◆ **The problem**
Whenever a line in the data contains "metal", show that line.

Stored data:

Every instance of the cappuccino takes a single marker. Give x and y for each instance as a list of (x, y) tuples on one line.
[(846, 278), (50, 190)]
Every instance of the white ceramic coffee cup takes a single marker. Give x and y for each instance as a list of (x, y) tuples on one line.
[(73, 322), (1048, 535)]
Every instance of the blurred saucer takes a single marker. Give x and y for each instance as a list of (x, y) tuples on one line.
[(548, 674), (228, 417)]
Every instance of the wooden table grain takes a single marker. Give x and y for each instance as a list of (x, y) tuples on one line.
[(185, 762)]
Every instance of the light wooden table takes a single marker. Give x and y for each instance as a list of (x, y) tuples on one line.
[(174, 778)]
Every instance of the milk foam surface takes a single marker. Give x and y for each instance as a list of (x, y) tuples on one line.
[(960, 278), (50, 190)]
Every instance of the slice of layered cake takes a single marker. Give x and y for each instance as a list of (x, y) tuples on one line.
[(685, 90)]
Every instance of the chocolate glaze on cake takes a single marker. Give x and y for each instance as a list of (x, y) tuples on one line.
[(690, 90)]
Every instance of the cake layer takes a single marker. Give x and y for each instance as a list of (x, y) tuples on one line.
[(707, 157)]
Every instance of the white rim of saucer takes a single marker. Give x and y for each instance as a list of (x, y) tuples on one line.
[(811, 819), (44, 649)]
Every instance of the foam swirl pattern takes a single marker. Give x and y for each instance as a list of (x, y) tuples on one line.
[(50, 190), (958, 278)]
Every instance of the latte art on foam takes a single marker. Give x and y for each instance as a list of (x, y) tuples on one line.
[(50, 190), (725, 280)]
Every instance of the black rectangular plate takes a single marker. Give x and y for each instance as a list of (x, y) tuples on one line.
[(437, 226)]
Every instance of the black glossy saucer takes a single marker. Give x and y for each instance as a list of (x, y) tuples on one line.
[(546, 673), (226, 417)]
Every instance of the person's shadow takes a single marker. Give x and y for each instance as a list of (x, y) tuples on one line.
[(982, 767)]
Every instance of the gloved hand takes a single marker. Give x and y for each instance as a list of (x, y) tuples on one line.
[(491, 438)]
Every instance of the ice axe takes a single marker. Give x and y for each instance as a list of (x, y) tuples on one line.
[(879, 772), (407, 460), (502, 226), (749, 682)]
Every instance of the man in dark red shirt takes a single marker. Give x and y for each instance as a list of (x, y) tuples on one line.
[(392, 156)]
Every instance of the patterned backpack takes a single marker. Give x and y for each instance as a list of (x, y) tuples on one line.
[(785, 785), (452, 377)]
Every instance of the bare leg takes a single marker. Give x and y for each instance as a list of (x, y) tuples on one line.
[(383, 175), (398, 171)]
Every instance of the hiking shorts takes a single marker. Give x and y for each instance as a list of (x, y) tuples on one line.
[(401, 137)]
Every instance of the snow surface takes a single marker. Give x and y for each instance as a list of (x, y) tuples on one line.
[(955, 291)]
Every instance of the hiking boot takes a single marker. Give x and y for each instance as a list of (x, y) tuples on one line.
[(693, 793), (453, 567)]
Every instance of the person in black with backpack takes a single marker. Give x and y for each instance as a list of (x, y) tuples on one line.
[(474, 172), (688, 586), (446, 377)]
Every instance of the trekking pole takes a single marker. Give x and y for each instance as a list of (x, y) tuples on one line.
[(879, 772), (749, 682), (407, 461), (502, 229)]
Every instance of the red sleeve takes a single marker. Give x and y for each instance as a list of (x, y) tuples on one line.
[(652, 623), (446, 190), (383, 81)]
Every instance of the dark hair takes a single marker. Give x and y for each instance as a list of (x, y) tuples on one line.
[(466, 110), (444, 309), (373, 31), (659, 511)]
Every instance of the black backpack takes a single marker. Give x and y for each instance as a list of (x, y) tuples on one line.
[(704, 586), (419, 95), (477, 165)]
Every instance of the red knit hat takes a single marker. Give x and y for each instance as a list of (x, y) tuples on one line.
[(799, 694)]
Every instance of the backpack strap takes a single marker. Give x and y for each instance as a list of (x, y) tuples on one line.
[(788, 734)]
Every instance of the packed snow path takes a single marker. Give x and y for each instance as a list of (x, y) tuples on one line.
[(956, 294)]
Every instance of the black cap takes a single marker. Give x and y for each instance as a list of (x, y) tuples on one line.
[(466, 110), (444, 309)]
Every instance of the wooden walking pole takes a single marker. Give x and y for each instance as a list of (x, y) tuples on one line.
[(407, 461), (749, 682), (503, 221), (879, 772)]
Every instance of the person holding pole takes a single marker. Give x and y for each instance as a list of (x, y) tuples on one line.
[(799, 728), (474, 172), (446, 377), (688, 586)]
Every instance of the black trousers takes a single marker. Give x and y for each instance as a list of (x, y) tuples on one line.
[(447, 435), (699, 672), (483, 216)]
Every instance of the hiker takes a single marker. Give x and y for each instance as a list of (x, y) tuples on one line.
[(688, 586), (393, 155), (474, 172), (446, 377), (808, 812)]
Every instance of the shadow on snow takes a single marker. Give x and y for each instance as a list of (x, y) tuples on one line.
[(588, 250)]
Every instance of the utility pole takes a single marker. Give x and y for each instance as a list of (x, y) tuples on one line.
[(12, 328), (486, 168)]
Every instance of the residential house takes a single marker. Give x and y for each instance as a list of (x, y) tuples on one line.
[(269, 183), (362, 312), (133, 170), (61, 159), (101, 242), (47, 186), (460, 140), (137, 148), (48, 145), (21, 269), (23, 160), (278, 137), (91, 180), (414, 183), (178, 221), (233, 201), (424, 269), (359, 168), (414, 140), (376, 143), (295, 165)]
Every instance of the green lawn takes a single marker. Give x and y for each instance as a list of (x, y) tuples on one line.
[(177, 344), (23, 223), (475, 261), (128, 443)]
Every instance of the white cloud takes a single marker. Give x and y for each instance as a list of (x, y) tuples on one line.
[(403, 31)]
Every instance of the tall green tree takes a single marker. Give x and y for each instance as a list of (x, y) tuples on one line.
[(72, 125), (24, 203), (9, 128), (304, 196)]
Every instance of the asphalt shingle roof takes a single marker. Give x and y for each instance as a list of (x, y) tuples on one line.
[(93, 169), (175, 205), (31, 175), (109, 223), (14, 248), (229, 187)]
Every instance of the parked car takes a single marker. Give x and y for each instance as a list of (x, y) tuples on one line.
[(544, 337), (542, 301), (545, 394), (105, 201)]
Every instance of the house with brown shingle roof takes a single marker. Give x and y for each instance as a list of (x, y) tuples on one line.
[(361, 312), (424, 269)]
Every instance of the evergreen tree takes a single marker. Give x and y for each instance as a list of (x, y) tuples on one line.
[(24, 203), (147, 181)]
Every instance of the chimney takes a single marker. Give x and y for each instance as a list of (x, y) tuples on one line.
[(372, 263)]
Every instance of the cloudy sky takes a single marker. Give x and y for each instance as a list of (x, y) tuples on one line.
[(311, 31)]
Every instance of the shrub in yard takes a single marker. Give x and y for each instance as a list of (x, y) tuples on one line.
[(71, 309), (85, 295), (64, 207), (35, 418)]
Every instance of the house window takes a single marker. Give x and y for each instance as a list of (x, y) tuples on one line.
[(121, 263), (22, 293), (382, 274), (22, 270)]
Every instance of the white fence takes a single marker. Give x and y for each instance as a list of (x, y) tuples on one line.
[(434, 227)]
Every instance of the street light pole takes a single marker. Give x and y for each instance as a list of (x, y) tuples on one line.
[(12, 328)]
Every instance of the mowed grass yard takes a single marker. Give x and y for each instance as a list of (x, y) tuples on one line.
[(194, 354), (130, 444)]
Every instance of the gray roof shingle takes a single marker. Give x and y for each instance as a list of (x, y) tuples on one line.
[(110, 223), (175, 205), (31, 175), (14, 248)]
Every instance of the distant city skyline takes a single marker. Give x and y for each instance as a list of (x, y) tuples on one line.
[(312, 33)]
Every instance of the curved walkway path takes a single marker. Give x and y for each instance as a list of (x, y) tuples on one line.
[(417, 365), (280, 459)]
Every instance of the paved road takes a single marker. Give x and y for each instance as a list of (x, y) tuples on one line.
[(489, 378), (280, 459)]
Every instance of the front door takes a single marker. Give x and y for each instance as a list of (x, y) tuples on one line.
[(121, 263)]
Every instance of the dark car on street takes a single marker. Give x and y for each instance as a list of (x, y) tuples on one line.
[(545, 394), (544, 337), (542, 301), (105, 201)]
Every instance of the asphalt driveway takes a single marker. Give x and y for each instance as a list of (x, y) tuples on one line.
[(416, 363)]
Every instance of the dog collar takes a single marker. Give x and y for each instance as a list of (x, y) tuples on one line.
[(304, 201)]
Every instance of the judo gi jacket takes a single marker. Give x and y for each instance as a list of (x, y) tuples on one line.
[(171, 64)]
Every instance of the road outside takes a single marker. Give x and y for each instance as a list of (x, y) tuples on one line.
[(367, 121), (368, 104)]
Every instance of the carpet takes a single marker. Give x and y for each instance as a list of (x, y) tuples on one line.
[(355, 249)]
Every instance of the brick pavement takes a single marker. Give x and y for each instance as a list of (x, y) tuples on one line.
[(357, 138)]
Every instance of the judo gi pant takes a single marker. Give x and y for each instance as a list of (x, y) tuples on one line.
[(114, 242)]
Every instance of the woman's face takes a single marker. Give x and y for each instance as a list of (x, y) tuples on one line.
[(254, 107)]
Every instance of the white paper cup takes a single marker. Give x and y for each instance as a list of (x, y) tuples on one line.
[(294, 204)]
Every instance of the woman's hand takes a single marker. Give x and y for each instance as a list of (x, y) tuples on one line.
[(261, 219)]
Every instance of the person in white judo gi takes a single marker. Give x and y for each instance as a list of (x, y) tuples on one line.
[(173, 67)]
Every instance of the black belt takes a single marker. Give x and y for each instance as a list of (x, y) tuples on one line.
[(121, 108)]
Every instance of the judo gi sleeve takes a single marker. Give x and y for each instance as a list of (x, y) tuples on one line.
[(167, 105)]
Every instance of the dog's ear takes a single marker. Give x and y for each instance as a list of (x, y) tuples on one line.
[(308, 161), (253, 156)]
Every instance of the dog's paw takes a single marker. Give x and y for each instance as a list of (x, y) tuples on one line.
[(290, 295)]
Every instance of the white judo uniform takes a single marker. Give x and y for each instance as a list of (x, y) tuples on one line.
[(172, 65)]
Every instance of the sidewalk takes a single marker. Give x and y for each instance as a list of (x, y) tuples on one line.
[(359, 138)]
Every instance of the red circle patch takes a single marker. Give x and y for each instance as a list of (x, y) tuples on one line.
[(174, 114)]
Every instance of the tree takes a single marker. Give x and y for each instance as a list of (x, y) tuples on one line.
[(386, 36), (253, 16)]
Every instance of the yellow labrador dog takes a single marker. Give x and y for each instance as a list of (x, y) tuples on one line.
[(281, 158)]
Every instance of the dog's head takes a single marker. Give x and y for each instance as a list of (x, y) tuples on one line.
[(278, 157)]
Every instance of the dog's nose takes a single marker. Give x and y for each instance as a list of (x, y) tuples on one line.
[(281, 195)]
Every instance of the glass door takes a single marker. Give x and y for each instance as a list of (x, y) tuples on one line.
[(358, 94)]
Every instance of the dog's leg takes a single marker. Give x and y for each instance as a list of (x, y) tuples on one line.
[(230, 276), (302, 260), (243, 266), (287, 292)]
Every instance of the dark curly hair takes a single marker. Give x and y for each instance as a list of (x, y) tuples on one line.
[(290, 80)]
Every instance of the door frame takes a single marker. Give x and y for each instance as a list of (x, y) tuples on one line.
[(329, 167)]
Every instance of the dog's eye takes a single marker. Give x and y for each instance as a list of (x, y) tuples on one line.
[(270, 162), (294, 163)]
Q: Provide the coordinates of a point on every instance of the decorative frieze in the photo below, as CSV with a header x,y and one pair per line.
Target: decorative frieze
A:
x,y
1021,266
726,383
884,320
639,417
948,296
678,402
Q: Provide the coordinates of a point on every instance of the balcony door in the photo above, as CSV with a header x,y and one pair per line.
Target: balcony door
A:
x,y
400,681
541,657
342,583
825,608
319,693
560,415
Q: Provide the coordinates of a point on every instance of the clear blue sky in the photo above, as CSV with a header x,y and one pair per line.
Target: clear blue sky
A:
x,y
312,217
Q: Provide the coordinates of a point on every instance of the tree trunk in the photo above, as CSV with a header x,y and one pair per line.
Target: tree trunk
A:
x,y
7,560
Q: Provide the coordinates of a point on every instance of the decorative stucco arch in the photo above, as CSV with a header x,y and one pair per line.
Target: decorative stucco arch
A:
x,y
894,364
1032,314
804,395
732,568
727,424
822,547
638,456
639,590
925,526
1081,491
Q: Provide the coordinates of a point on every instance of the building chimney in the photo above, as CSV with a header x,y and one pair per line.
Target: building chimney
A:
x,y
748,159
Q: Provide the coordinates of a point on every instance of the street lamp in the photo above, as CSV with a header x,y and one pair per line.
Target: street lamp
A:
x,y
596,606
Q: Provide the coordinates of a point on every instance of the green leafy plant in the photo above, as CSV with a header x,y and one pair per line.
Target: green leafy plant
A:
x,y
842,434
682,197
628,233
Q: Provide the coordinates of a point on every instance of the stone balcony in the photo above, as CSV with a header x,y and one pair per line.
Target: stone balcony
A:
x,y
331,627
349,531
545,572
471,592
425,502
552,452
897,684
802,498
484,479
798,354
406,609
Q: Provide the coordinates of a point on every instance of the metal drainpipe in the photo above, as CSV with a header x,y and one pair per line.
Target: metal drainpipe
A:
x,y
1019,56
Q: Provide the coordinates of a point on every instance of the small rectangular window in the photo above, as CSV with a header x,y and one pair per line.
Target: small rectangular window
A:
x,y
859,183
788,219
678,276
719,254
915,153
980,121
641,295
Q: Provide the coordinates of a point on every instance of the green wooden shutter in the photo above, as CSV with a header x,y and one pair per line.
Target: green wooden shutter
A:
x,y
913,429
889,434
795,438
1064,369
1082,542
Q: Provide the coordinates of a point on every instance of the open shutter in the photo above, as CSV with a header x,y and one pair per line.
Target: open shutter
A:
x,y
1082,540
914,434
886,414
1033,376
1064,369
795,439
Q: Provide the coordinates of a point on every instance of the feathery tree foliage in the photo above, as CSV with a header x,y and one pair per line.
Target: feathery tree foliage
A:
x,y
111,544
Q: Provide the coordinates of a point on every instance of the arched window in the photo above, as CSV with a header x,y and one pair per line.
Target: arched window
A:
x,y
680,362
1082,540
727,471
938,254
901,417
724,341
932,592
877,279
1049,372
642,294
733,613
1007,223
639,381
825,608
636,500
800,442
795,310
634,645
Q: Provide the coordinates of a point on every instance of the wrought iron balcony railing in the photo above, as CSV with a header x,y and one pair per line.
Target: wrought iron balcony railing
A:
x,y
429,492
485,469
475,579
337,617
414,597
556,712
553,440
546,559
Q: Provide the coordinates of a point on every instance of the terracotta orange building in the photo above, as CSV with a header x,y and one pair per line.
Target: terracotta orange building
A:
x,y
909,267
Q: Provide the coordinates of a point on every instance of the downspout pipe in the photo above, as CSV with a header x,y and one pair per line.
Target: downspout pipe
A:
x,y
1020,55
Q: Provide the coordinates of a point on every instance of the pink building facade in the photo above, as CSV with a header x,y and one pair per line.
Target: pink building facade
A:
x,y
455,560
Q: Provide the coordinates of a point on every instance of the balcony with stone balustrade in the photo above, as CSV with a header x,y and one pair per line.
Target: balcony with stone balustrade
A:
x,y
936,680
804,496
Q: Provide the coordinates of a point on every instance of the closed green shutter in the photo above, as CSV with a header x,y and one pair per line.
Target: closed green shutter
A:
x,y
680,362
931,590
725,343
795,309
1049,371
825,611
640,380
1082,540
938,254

◆ **Written reply**
Q: Provide the coordinates of a point on every instance of the metal drainpipe in the photo above, as CSV with a header x,y and one pair per line.
Target: metal drainpipe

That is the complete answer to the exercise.